[Stated problem]: Render the lines of the records starting at the line that contains "In this exercise you will find the bush" and ending at the line that contains "In this exercise you will find the blue", both included, as a JSON list of strings with one string per line and blank lines left out.

[Information supplied]:
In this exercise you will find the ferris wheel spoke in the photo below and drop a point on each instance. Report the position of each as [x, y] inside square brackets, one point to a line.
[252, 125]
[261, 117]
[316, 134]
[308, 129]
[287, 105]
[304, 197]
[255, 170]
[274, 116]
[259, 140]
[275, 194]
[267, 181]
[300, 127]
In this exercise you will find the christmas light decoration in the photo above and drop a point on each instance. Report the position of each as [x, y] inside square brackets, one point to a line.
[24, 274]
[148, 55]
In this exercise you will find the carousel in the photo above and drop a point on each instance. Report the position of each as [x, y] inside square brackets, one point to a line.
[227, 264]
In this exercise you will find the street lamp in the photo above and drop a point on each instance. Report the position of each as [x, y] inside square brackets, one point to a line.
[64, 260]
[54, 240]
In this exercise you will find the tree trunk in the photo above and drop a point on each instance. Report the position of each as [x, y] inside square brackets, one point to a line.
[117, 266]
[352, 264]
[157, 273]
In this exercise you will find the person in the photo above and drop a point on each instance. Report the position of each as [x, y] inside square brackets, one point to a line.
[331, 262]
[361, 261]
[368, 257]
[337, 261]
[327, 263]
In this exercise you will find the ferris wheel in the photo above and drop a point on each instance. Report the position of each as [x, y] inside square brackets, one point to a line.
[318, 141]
...
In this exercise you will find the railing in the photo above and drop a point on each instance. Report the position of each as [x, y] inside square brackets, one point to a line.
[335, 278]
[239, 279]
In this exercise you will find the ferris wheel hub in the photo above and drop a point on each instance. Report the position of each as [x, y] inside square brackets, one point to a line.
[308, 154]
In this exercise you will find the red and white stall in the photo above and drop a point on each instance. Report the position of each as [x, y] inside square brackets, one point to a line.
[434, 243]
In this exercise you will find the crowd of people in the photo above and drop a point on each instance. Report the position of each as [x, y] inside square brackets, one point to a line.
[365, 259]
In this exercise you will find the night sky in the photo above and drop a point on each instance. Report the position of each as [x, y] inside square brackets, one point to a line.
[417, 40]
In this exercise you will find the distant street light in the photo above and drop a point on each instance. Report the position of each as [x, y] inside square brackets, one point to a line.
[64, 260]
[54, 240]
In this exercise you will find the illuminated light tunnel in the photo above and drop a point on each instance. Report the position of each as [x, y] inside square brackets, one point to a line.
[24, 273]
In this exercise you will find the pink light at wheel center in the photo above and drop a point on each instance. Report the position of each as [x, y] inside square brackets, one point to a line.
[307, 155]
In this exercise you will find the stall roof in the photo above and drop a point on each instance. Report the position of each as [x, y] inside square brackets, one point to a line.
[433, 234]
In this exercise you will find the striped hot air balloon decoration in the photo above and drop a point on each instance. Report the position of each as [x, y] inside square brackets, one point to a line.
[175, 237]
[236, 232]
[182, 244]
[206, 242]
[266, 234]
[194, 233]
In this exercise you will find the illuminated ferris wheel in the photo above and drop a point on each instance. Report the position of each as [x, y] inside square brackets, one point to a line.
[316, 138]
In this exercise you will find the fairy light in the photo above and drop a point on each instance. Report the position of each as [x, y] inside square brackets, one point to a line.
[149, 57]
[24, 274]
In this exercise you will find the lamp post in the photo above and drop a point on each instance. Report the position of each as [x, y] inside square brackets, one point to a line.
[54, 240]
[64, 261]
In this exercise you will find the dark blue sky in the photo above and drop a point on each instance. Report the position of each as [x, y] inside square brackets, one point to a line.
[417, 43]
---
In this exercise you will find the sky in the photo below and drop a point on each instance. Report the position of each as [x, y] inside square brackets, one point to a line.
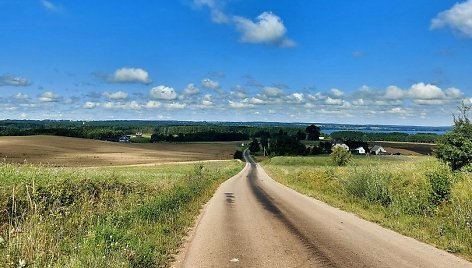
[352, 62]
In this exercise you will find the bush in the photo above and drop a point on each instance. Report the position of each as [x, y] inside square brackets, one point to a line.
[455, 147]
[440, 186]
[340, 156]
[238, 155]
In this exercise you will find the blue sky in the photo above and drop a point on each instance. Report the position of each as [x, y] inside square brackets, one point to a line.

[Full answer]:
[
  "In this exercise you will find the bush in the photo above and drop a point on each instance. Report the position of each as [x, y] inside square brackets, one point to a line.",
  "[455, 147]",
  "[440, 186]",
  "[340, 156]",
  "[238, 155]",
  "In this exercise you will find the blue sky in the photo above and drop a point on each instance. Report the position of each as [x, y] inside square brackets, one point to a line."
]